> Problem to work on: Quote all of the lines below word for word, omitting the pictures from your reply.

[Dataset lines on object locations]
▶

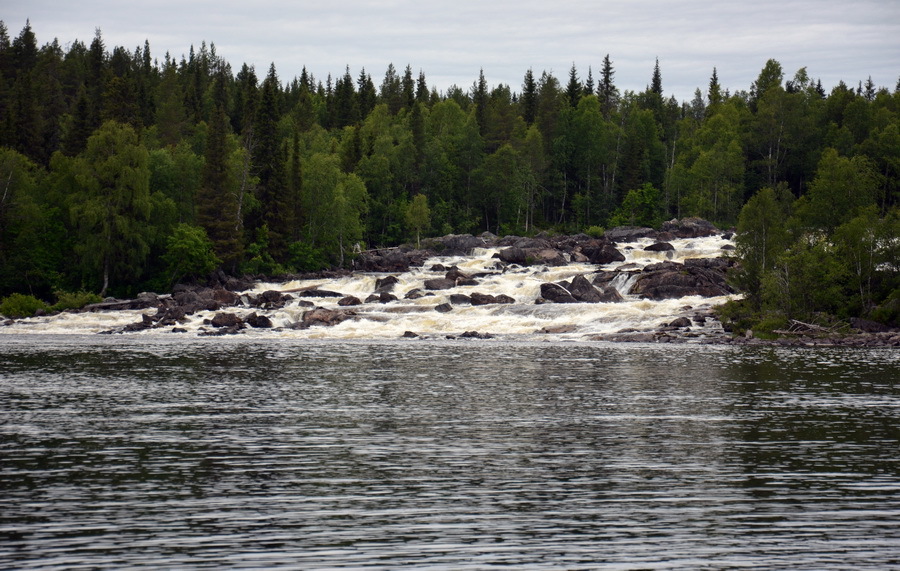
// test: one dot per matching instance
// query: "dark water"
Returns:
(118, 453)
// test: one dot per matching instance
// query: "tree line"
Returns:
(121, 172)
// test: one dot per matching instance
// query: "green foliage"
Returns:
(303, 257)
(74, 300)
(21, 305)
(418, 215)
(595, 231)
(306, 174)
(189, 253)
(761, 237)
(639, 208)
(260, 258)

◀

> Exercise solution:
// test: one dot per matching instance
// query: "dark water"
Returns:
(118, 453)
// test: one dot per matching instance
// query: "tree line"
Returns:
(121, 172)
// test: one dot per matching instance
// query: "green foliage"
Returns:
(303, 257)
(74, 300)
(21, 305)
(418, 215)
(595, 231)
(306, 174)
(189, 253)
(761, 237)
(639, 208)
(260, 258)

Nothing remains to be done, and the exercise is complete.